(Items from a dataset)
▼

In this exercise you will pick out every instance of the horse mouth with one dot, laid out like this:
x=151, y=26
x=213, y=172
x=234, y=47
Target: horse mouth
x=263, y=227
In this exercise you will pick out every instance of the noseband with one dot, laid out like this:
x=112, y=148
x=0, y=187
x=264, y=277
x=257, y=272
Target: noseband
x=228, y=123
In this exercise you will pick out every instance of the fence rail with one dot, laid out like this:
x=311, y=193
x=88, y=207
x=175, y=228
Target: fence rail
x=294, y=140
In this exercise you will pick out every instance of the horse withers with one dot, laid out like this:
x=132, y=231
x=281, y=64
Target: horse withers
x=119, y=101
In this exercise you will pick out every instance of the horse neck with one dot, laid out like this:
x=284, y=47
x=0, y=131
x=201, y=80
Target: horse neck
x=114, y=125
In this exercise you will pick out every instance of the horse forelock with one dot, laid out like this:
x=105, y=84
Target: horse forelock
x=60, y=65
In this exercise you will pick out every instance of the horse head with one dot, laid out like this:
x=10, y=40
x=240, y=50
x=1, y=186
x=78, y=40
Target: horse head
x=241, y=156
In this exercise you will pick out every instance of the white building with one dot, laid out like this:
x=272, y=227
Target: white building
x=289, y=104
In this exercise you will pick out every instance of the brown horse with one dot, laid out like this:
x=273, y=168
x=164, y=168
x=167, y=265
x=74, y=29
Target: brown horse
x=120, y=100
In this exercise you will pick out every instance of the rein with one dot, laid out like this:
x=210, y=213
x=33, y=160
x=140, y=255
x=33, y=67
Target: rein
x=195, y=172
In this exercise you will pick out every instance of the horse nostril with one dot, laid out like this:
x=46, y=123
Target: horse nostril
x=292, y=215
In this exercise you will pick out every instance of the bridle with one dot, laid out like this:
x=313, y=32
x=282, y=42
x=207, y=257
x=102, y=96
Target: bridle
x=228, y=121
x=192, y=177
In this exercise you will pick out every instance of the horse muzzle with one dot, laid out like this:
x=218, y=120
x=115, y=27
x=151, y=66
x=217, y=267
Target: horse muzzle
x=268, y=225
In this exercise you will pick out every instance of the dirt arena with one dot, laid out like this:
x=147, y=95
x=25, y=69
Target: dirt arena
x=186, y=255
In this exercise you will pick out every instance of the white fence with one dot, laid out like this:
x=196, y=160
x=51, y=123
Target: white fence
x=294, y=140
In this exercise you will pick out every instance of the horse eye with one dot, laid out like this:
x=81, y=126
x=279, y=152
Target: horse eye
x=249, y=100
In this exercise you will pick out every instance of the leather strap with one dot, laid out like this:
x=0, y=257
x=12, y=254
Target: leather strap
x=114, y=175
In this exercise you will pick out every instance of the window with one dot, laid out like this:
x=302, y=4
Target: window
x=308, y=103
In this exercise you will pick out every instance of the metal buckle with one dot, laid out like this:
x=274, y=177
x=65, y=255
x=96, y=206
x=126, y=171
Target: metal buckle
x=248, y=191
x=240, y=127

▲

### TASK GOAL:
Render every line of the listing above as a JSON array of strings, one string per line, with blank lines omitted.

### THE COMPLETED TASK:
[
  "In this exercise you will pick out every instance of the horse mouth with one dot, laid out like this:",
  "x=151, y=26",
  "x=213, y=172",
  "x=234, y=47",
  "Target: horse mouth",
  "x=263, y=227",
  "In this exercise you will pick out every instance of the noseband with one dot, laid out like this:",
  "x=112, y=148",
  "x=0, y=187",
  "x=264, y=277",
  "x=257, y=272",
  "Target: noseband",
  "x=228, y=123",
  "In this exercise you will pick out every instance of the fence rail with one dot, laid out like this:",
  "x=311, y=193",
  "x=88, y=207",
  "x=175, y=228",
  "Target: fence rail",
  "x=294, y=140",
  "In this exercise you will pick out every instance of the horse withers with one dot, laid out like this:",
  "x=132, y=231",
  "x=281, y=64",
  "Target: horse withers",
  "x=119, y=101",
  "In this exercise you will pick out every instance of the horse neck with one dot, laid out like this:",
  "x=284, y=47",
  "x=0, y=131",
  "x=201, y=80",
  "Target: horse neck",
  "x=114, y=125",
  "In this exercise you will pick out every instance of the horse forelock with one dot, laid out like this:",
  "x=105, y=84",
  "Target: horse forelock",
  "x=60, y=65",
  "In this exercise you will pick out every instance of the horse head with one dot, laid out like this:",
  "x=10, y=40",
  "x=240, y=50",
  "x=1, y=186",
  "x=78, y=40",
  "Target: horse head",
  "x=241, y=156",
  "In this exercise you will pick out every instance of the white building with one dot, laid out like this:",
  "x=272, y=227",
  "Target: white building",
  "x=289, y=104",
  "In this exercise you will pick out every instance of the brown horse with one dot, laid out like this:",
  "x=273, y=168",
  "x=164, y=168",
  "x=167, y=265",
  "x=74, y=29",
  "Target: brown horse",
  "x=120, y=100",
  "In this exercise you will pick out every instance of the rein with one dot, laid out like this:",
  "x=210, y=213",
  "x=33, y=160",
  "x=140, y=255",
  "x=33, y=67",
  "Target: rein",
  "x=195, y=172",
  "In this exercise you will pick out every instance of the horse nostril with one dot, laid out like this:",
  "x=46, y=123",
  "Target: horse nostril",
  "x=292, y=215",
  "In this exercise you will pick out every instance of the bridle with one dot, laid out like this:",
  "x=313, y=32",
  "x=282, y=42",
  "x=207, y=257",
  "x=102, y=96",
  "Target: bridle",
  "x=228, y=121",
  "x=192, y=177",
  "In this exercise you will pick out every instance of the horse muzzle with one dot, laid out like this:",
  "x=218, y=120",
  "x=115, y=27",
  "x=151, y=66",
  "x=217, y=267",
  "Target: horse muzzle",
  "x=268, y=225",
  "In this exercise you will pick out every instance of the dirt arena with one dot, laid out like this:",
  "x=147, y=95",
  "x=25, y=69",
  "Target: dirt arena",
  "x=186, y=255",
  "In this exercise you will pick out every instance of the white fence with one dot, laid out like this:",
  "x=196, y=160",
  "x=51, y=123",
  "Target: white fence",
  "x=294, y=140",
  "In this exercise you will pick out every instance of the horse eye with one dot, laid out like this:",
  "x=81, y=126",
  "x=279, y=152",
  "Target: horse eye",
  "x=249, y=100",
  "In this exercise you will pick out every instance of the leather strap with one dot, laid out like this:",
  "x=0, y=257",
  "x=12, y=254",
  "Target: leather strap",
  "x=114, y=175",
  "In this exercise you will pick out every instance of the window with one dot, laid out like this:",
  "x=302, y=4",
  "Target: window",
  "x=308, y=103",
  "In this exercise you will pick out every instance of the metal buckle with one dot, laid out like this:",
  "x=274, y=177",
  "x=65, y=255",
  "x=96, y=206",
  "x=126, y=171",
  "Target: metal buckle",
  "x=248, y=191",
  "x=240, y=127"
]